**Information shown**

========

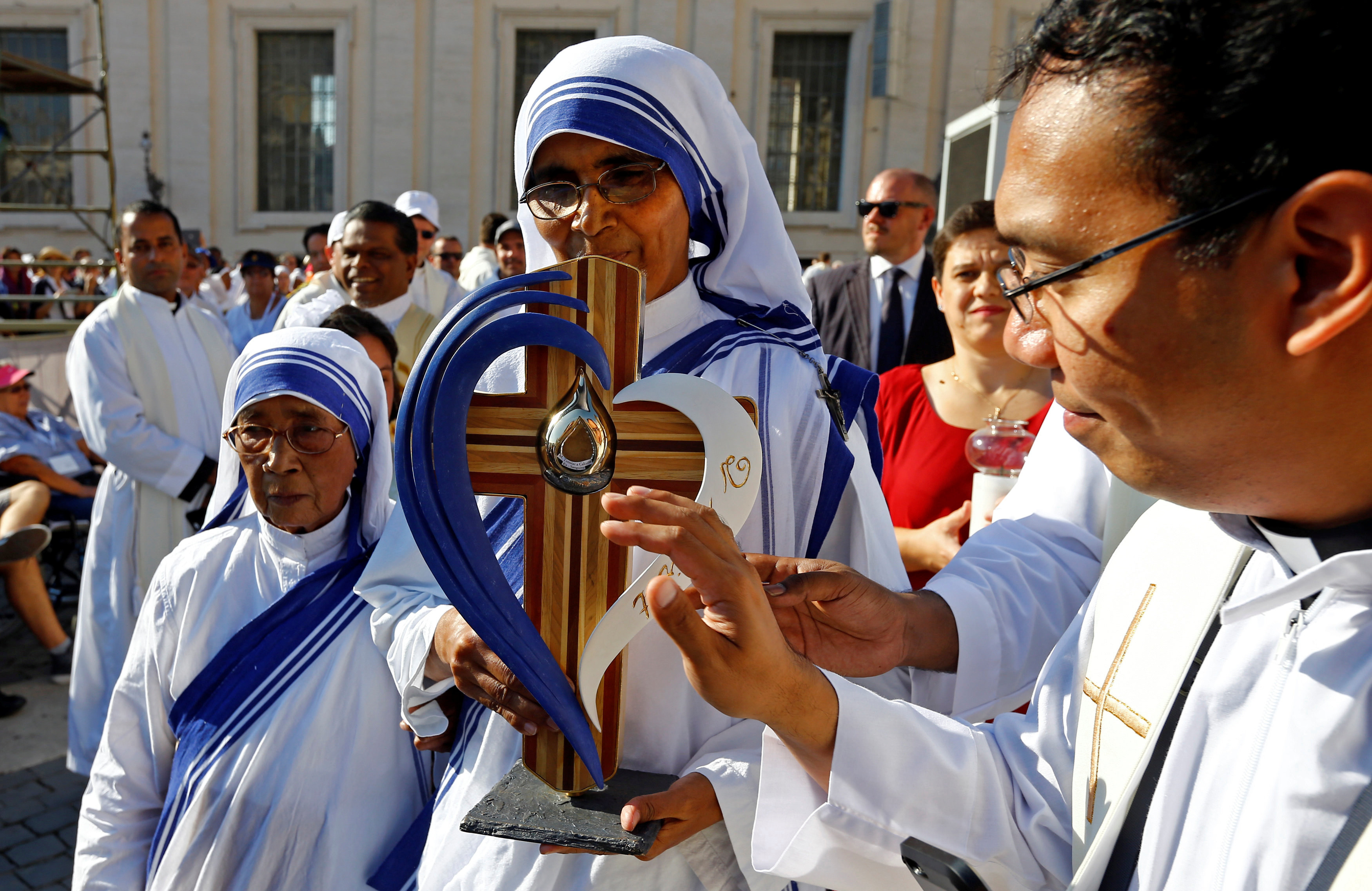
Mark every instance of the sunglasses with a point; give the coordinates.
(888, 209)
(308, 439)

========

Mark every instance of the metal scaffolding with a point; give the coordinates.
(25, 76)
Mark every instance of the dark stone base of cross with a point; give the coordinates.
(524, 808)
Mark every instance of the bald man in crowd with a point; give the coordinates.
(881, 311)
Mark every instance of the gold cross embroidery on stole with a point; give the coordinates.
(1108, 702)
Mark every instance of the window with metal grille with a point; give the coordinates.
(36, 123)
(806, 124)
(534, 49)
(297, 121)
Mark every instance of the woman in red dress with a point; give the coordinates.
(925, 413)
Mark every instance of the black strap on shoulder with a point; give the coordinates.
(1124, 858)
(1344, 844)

========

**Written problem**
Please display each line from the records above that contains the string "cross"; the match is case-sensitive.

**Finished task**
Mark every instance of the dark stone base of cross with a point; give the coordinates.
Mark every instance of the gold cross embroidery on stole with a point; give the coordinates.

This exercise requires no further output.